[Kaynak veri]
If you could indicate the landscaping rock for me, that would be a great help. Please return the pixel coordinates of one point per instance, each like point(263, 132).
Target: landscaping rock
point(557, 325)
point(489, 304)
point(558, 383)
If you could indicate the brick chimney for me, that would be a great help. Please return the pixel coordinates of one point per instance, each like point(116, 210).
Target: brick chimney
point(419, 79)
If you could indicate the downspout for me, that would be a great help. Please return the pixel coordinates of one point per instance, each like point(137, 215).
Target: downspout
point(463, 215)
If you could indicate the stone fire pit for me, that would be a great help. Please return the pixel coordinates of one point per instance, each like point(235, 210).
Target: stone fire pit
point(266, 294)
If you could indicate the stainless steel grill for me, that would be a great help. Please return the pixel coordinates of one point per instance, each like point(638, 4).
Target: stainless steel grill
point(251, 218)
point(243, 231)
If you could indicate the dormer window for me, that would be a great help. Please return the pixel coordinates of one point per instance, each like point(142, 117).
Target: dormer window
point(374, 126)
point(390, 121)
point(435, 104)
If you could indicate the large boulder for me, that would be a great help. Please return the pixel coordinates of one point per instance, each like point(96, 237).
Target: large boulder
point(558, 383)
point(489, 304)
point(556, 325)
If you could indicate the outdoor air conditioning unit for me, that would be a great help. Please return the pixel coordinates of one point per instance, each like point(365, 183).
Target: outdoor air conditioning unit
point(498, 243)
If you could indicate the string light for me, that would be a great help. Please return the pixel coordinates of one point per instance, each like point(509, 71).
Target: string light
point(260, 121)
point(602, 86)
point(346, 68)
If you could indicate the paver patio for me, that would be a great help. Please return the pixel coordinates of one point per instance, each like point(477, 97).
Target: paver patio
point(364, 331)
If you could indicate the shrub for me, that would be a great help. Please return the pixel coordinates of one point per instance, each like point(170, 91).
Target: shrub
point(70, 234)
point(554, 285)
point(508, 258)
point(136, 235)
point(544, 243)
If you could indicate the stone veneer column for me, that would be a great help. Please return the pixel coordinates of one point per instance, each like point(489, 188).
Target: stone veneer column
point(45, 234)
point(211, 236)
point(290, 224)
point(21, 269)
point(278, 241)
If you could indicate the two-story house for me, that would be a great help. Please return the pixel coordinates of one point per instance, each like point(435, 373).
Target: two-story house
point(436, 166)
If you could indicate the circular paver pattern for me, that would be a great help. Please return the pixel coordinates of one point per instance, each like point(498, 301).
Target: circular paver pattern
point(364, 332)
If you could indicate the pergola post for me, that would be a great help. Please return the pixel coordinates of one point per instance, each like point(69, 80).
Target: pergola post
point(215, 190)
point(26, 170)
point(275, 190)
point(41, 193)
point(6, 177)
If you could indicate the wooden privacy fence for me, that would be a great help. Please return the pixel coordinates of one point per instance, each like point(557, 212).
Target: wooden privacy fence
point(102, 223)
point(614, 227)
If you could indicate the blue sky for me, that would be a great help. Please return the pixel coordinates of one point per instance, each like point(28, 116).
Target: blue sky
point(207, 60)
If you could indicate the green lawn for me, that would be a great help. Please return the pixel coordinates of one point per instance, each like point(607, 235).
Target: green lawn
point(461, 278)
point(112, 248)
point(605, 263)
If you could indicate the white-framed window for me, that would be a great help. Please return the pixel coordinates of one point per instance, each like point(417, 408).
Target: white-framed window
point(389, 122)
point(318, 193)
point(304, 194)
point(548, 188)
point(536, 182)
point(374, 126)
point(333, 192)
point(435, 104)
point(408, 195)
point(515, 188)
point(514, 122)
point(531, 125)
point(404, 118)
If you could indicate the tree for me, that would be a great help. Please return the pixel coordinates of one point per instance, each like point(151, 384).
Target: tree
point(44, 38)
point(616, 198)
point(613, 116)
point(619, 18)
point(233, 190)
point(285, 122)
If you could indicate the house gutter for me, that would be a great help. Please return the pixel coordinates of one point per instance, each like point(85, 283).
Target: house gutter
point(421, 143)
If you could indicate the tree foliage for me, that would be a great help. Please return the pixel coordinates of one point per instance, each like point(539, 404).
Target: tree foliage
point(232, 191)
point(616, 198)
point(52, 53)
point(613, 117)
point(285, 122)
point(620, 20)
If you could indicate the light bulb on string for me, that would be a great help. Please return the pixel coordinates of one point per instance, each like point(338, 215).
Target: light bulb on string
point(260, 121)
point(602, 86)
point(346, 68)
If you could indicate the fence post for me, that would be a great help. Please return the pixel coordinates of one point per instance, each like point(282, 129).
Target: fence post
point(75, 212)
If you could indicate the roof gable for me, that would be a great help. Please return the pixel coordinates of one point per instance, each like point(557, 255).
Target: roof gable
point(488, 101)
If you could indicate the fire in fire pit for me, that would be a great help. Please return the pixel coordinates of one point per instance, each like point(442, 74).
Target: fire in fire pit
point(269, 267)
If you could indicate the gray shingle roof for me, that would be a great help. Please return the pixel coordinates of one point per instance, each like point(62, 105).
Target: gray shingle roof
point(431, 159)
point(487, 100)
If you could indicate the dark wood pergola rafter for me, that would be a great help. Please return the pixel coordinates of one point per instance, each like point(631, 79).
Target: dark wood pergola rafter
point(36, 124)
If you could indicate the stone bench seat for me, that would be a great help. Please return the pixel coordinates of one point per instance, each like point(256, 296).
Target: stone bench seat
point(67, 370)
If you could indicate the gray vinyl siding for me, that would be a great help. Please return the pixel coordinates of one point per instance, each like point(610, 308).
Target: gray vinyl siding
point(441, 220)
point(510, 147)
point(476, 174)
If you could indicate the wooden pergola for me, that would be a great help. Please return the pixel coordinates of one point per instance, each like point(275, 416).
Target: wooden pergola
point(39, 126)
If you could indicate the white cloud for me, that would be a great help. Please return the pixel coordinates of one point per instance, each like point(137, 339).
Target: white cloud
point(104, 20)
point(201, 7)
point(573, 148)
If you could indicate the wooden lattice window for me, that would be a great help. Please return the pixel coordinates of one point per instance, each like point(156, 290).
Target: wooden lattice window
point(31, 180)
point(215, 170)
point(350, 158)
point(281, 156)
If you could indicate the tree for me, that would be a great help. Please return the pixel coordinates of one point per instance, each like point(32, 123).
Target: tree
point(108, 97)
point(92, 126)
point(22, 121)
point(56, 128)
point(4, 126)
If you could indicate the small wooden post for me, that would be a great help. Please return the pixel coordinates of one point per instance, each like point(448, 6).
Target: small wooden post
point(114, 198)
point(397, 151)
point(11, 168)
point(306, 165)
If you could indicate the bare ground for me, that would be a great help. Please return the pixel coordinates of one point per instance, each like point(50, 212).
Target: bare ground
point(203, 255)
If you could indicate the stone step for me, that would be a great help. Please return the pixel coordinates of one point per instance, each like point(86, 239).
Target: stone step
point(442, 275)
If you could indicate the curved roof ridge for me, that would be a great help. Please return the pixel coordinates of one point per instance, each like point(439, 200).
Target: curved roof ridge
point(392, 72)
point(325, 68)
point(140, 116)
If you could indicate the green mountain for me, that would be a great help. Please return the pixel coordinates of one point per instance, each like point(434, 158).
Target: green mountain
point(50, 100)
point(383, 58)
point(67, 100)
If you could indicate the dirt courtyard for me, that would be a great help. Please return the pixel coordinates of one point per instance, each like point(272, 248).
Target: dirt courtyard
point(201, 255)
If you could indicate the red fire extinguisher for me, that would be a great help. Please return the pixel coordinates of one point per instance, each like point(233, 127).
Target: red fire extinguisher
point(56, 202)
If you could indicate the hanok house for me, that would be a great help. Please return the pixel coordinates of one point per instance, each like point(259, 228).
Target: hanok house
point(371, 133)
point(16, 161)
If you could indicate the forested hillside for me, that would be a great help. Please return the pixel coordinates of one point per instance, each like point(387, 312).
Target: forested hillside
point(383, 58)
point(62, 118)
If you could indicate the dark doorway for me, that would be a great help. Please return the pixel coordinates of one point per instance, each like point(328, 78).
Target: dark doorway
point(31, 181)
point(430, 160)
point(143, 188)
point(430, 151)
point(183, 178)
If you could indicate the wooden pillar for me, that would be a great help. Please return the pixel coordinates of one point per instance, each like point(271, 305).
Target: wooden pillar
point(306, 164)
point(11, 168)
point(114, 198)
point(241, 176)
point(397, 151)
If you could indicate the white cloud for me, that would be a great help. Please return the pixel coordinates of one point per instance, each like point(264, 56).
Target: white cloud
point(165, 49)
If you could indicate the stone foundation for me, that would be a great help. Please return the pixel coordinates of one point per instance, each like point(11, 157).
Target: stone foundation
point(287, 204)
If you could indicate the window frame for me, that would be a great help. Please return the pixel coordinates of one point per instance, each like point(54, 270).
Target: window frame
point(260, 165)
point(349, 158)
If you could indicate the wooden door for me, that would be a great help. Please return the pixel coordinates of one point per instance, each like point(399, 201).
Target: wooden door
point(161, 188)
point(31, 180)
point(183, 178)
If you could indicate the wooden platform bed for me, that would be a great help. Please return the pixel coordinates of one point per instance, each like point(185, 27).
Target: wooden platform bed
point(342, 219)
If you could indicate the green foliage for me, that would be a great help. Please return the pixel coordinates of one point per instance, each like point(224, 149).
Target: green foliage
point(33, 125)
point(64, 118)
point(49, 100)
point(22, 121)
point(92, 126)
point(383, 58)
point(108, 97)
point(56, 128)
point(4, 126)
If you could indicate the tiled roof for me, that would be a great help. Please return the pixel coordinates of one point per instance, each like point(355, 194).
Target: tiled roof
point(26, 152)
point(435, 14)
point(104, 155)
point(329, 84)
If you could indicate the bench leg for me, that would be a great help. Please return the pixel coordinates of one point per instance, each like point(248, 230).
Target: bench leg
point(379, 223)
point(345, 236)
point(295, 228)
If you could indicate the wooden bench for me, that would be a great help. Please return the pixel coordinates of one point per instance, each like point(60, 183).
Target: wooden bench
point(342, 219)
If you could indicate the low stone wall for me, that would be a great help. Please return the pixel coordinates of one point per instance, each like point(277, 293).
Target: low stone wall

**Alıştırma görevi**
"If you could indicate the wooden bench" ifadesinin geçtiği satırdan başlayıp son satırda bitecek şekilde satırları hiçbir değişiklik yapmadan yazdırın. İlk satır da son satır da dahildir.

**Sonuç**
If you could indicate the wooden bench for me, that would be a great help. Please return the pixel coordinates of one point per instance, each like point(60, 183).
Target: wooden bench
point(342, 219)
If you could indicate the low stone wall for me, that would be a great help. Please return the pixel coordinates of one point per instance, each like point(277, 293).
Target: low stone wall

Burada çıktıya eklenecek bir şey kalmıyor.